__What the task requires__
Lay out the entries from the line containing "target: kitchen counter" through the line containing "221 143 L 217" as a two-column CSV with the header entry,svg. Give one row per entry, with its text under entry and its answer under svg, each in a single quoted field with line breaks turned into spaces, and leave the pictures out.

-- START Material to process --

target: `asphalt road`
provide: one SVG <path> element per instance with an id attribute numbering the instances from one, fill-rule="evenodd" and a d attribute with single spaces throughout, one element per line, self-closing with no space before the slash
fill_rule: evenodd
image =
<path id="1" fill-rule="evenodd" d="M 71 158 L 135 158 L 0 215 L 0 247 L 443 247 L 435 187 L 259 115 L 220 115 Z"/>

-- END Material to process --
-- START Material to process --

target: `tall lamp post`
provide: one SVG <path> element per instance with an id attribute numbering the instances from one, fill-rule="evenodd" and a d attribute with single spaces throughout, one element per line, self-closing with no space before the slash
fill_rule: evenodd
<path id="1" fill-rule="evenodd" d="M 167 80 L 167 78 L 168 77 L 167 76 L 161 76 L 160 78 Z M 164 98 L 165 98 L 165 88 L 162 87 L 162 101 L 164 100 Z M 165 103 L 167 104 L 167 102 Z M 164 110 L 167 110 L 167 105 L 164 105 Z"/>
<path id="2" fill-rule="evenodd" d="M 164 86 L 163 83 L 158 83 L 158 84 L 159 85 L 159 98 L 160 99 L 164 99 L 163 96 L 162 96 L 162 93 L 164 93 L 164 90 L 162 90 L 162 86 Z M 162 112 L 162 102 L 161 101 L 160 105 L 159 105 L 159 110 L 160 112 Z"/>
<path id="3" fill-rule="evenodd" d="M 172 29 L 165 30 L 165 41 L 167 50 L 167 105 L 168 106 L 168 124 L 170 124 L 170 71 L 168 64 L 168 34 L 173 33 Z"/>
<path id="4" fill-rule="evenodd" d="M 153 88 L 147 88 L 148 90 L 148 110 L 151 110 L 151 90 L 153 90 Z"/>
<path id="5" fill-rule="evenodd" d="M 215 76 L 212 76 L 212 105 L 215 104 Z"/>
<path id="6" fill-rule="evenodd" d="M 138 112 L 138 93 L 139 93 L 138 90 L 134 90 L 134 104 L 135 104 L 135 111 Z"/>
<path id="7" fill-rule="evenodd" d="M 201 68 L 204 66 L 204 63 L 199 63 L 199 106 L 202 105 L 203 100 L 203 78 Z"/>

-- END Material to process --
-- START Material to process --

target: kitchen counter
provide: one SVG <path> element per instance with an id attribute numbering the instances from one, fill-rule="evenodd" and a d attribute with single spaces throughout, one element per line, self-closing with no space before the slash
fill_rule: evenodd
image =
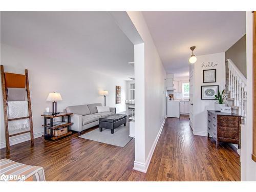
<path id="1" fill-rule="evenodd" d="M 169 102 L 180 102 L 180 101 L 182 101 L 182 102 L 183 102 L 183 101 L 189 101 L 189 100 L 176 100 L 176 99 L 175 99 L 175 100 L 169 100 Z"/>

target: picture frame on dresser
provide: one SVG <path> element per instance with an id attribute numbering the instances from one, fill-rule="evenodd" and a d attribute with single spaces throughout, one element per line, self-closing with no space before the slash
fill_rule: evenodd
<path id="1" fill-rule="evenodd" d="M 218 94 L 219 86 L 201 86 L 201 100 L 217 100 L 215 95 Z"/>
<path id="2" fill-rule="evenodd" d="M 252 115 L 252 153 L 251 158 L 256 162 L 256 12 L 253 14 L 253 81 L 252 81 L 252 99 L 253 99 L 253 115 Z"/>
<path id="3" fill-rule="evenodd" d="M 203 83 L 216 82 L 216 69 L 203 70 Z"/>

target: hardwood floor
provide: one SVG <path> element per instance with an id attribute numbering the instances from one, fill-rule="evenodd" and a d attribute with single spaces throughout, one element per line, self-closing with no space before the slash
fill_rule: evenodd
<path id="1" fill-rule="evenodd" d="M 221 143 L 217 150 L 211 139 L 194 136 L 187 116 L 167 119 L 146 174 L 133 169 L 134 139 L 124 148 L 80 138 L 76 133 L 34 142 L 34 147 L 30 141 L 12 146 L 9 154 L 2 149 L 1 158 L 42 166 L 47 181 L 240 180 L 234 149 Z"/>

-- END Material to process --

__Result for this task__
entry,svg
"target: kitchen counter provide: one SVG <path> element per instance with an id attribute numbering the instances from one, fill-rule=""evenodd"" and a d attribute with single spaces throughout, one element per line, self-closing with no space before the slash fill_rule: evenodd image =","<path id=""1"" fill-rule=""evenodd"" d=""M 169 102 L 180 102 L 180 101 L 182 101 L 182 102 L 183 102 L 183 101 L 189 101 L 189 100 L 176 100 L 176 99 L 175 99 L 175 100 L 169 100 Z""/>"
"target: picture frame on dresser provide: one SVG <path> element per instance with an id attribute numbering the instances from one, fill-rule=""evenodd"" and a d attribute with single spaces throughout, one element per line, self-closing with no space before the slash fill_rule: evenodd","<path id=""1"" fill-rule=""evenodd"" d=""M 218 94 L 219 86 L 201 86 L 201 100 L 217 100 L 215 95 Z""/> <path id=""2"" fill-rule=""evenodd"" d=""M 252 115 L 252 153 L 251 158 L 256 162 L 256 12 L 253 14 L 253 81 L 252 81 L 252 99 L 253 99 L 253 115 Z""/> <path id=""3"" fill-rule=""evenodd"" d=""M 203 83 L 216 82 L 216 69 L 203 70 Z""/>"
"target: hardwood floor provide: one SVG <path> element per instance with an id attribute numbering the instances from one, fill-rule=""evenodd"" and a d attribute with single spaces throughout, one element per line, self-closing with no space before the slash fill_rule: evenodd","<path id=""1"" fill-rule=""evenodd"" d=""M 221 143 L 217 150 L 211 139 L 194 136 L 187 116 L 167 119 L 146 174 L 133 169 L 134 139 L 124 148 L 80 138 L 76 133 L 34 142 L 34 147 L 30 141 L 12 146 L 9 154 L 2 149 L 1 158 L 42 166 L 47 181 L 240 180 L 234 149 Z""/>"